Testo fornito.
◆ ◆ ◆ ◆
La legge del marciapiede

Sono storie di quotidiana schiavitù quelle dei protagonisti: Mohammad, arrivato in Italia a 14 anni, lavora e studia per ripagare la cifra dovuta per il suo viaggio; Dadir, dalla Somalia approda in Italia dopo aver pagato il passaggio ben quattro volte; Solomon, ex bambino soldato fuggito dalla guerra in Somalia; Elizabeth, che è riuscita a ricostruire la sua vita, dopo aver denunciato i propri sfruttatori. E poi le vicende di Kabir, Jennifer, Julia e tanti altri. Arrivano in Italia spinti dalla fame, dalla miseria, dalle guerre o dalla ricerca di una propria identità, pagando cifre sproporzionate per il viaggio a organizzazioni illegali e criminali. Desiderando migliorare il proprio futuro, una volta arrivati, si trovano invece a lavorare in nero, sottopagati o addirittura costretti a prostituirsi per restituire l’ammontare del loro debito. Da Crotone a Napoli a Roma per raccontare queste storie seguendo i versi della poesia Profezia di Pasolini. [sinossi]

Vista la non esaltante e altalenante qualità espressa dalla rosa dei titoli selezionati per il concorso della sezione Controcampo Italiano Doc di Venezia 2011, sorprende la scelta da parte del comitato di selezione di collocare l’ultima fatica documentarista di Barbara Cupisti al di fuori della competizione, premiando al suo posto opere oggettivamente mediocri e inferiori come Quiproquo di Elisabetta Sgarbi o Piazza Garibaldi di Davide Ferrario. Una cosa è certa, Io sono – Storie di schiavitù avrebbe meritato ben altra attenzione e una collocazione più appropriata all’interno della programmazione dell’ultima Mostra, rispetto agli spazi offerti dagli organizzatori negli ultimi sgoccioli del cartellone della 68esima edizione della kermesse.
Il film della regista viareggina è una nuova e chirurgica coltellata assestata al cuore dello spettatore, lo stesso che quattro anni fa aveva dovuto piegare le proprie resistenze davanti alla visione straziante di Madri, David di Donatello conquistato a qualche mese di distanza dalla presentazione in anteprima proprio in quel del Lido. Lasciato il conflitto israeliano-palestinese, raccontato dal punto di vista delle madri dei martiri attraverso toccanti e crudi ricordi del passato, la Cupisti torna dietro la videocamera per consegnare alla platea di turno nuovi capitoli di storie di sofferenza, quella di uomini e donne giunti in Italia spinti dalla speranza di una vita migliore e finiti in un incubo a occhi aperti fatti di miseria e violenza.

Piegati alla logica della strada assistiamo alla loro graduale discesa verso il gradino più basso della scala, quella degli invisibili, in un tour fisico ed emozianale che conduce l’obiettivo della Cupisti da Crotone a Roma, passando per Napoli, con in testa le parole deflagranti lasciate da Pier Paolo Pasolini ne La profeziaIo sono – Storie di schiavitù descrive a parole e per immagini prima il cammino verso l’agognata libertà e poi la sua progressiva perdita. La regista ha il merito di non ricattare il pubblico e di non spettacolarizzare la sofferenza altrui come certi speciali mandati in onda sul piccolo schermo, nonostante la videocamera indugi sempre sui primi piani e sui lunghi silenzi degli intervistati, ma si limita a documentare il crollo di un sogno e la dignità di persone che attendono, reagiscono, e provano a non lasciarsi sopraffare dagli eventi attraverso lo strumento della parola, della confidenza e dello sfogo.
◆ ◆ ◆ ◆
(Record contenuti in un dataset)
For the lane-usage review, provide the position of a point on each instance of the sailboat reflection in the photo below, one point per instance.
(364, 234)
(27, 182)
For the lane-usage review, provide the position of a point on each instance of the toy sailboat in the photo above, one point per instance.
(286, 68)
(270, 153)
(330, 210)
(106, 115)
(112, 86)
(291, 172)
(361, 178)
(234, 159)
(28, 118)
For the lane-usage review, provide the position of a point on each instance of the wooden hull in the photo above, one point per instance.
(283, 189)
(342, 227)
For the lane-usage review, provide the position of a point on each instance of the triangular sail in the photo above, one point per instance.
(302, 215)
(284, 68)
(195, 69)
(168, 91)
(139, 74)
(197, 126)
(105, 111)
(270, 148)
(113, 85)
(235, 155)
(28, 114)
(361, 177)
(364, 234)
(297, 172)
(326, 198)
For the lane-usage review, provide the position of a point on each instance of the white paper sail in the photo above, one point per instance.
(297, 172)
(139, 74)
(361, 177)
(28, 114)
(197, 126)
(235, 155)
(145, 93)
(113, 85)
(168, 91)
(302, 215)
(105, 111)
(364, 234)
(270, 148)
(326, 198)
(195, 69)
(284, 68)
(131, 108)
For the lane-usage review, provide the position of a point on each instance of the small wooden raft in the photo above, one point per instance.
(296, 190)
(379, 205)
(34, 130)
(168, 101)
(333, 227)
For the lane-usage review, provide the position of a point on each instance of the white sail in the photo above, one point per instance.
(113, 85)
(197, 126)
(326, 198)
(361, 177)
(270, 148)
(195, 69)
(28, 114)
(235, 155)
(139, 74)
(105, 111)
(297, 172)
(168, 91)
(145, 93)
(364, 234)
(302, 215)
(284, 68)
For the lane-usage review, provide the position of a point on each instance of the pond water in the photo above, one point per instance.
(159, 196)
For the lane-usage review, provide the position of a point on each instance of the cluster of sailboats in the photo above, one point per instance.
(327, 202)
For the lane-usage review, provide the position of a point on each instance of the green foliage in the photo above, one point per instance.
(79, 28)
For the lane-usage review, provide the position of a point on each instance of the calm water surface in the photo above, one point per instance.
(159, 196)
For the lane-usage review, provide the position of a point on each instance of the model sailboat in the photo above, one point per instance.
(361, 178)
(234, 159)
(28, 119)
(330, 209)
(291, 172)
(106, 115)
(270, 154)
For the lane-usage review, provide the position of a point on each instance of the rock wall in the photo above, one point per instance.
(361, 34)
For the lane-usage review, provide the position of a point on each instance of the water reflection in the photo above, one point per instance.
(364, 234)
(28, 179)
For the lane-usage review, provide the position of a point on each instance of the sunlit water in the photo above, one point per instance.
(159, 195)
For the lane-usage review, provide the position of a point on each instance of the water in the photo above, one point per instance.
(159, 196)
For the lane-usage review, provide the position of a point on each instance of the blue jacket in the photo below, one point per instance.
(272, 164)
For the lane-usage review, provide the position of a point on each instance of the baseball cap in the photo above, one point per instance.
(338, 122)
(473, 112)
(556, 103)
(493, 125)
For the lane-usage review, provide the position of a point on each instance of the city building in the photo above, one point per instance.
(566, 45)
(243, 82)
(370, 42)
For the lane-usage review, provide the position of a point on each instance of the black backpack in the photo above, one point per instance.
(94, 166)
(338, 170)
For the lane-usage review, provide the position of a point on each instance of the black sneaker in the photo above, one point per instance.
◆ ◆ ◆ ◆
Cosa fare. Elenca tutti i protagonisti del documentario chiamati per nome nella recensione. I record non hanno alcun legame con la recensione.

Risultato. Mohammad, Dadir, Solomon, Elizabeth, Kabir, Jennifer, Julia